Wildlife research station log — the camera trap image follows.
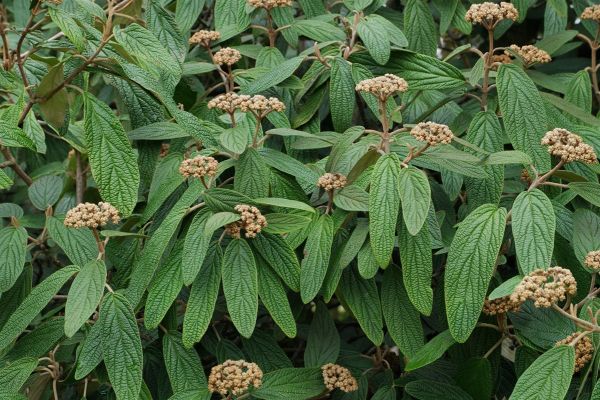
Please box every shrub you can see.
[0,0,600,400]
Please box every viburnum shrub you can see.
[0,0,600,400]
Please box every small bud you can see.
[321,363,358,393]
[208,360,263,396]
[410,122,454,146]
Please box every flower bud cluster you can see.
[225,204,267,239]
[317,172,347,191]
[465,1,519,29]
[64,202,121,228]
[213,47,242,65]
[510,267,577,308]
[248,0,292,10]
[410,122,454,146]
[208,360,263,396]
[189,30,221,46]
[356,74,408,101]
[483,296,522,315]
[580,4,600,22]
[542,128,598,164]
[321,363,358,393]
[504,44,552,66]
[556,332,594,372]
[583,250,600,271]
[179,156,219,178]
[208,93,285,118]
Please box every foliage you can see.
[0,0,600,400]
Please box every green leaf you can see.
[163,332,206,393]
[0,357,38,399]
[0,265,79,350]
[512,189,556,275]
[304,302,340,367]
[357,17,391,65]
[404,0,438,56]
[257,256,296,338]
[252,368,325,400]
[183,244,223,347]
[125,181,204,305]
[100,293,144,399]
[496,64,550,171]
[404,330,456,372]
[242,56,304,94]
[222,239,258,338]
[0,226,28,293]
[333,185,369,211]
[27,175,63,211]
[65,260,106,337]
[398,166,431,236]
[369,153,402,268]
[340,268,383,346]
[83,93,140,217]
[381,265,425,359]
[329,57,356,132]
[444,204,506,343]
[46,217,98,265]
[510,345,575,400]
[252,232,300,292]
[144,240,184,330]
[569,182,600,207]
[300,214,334,304]
[398,214,433,315]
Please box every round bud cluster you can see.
[504,44,552,66]
[542,128,598,164]
[583,250,600,271]
[510,267,577,308]
[580,4,600,22]
[321,363,358,393]
[208,93,285,118]
[356,74,408,101]
[179,156,219,178]
[208,360,263,396]
[483,296,522,315]
[410,122,454,146]
[556,332,594,372]
[465,1,519,29]
[317,172,347,192]
[248,0,292,10]
[64,202,121,228]
[225,204,267,239]
[213,47,242,65]
[189,30,221,46]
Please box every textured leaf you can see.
[340,268,383,346]
[369,153,401,267]
[0,265,79,350]
[510,345,575,400]
[398,221,433,315]
[304,302,340,367]
[512,189,556,275]
[65,260,106,337]
[163,332,206,393]
[329,57,356,132]
[222,239,258,338]
[497,64,550,171]
[84,93,140,217]
[300,214,333,304]
[183,244,223,347]
[381,265,425,359]
[252,368,325,400]
[444,204,506,343]
[0,226,28,293]
[398,166,431,236]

[Objective] Reproduce every one of the records above word for word, omitting the picture.

[Correct output]
Wildlife research station log — the camera trap image follows.
Please box every shrub you can see.
[0,0,600,400]
Please box every viburnum shrub you can see.
[0,0,600,400]
Please box every small bud you can see.
[321,363,358,393]
[208,360,263,396]
[410,122,454,146]
Please box every flower bud cluster you can see.
[225,204,267,239]
[317,172,347,191]
[465,1,519,29]
[64,202,121,228]
[213,47,242,65]
[510,267,577,308]
[248,0,292,10]
[410,122,454,146]
[208,360,263,396]
[189,30,221,46]
[356,74,408,101]
[483,296,522,315]
[580,4,600,22]
[542,128,598,164]
[321,363,358,393]
[504,44,552,66]
[556,332,594,372]
[583,250,600,271]
[179,156,219,178]
[208,93,285,118]
Please box every foliage you can see.
[0,0,600,400]
Please box every green leaf you can see.
[163,332,206,393]
[0,357,38,399]
[0,265,79,350]
[512,189,556,275]
[304,302,340,367]
[357,17,391,65]
[404,0,438,56]
[257,256,296,338]
[252,368,325,400]
[183,244,223,347]
[125,181,204,305]
[100,293,144,399]
[496,64,550,171]
[404,330,456,372]
[242,56,304,94]
[222,239,258,338]
[0,226,28,293]
[333,185,369,211]
[27,175,63,211]
[65,260,106,337]
[398,166,431,236]
[369,153,402,268]
[340,268,383,346]
[83,93,140,217]
[381,265,425,359]
[329,57,356,132]
[444,204,506,343]
[46,217,98,265]
[510,345,575,400]
[252,232,300,292]
[144,240,184,330]
[569,182,600,207]
[300,214,334,304]
[398,214,433,315]
Please box every round bud cluster you can see.
[504,44,552,66]
[542,128,598,164]
[583,250,600,271]
[510,267,577,308]
[580,4,600,22]
[321,363,358,393]
[208,93,285,118]
[356,74,408,101]
[179,156,219,178]
[208,360,263,396]
[483,296,522,315]
[410,122,454,146]
[556,332,594,372]
[465,1,519,29]
[317,172,347,192]
[248,0,292,10]
[64,202,121,228]
[225,204,267,239]
[213,47,242,65]
[189,30,221,46]
Please box every textured leaf you can see.
[340,268,383,346]
[369,153,401,267]
[0,265,79,350]
[510,345,575,400]
[398,221,433,315]
[304,302,340,367]
[512,189,556,275]
[65,260,106,337]
[163,332,206,393]
[329,57,356,132]
[222,239,258,338]
[497,64,550,171]
[84,93,140,217]
[300,214,333,304]
[183,244,223,347]
[381,265,425,359]
[252,368,325,400]
[444,204,506,343]
[0,226,28,293]
[398,166,431,236]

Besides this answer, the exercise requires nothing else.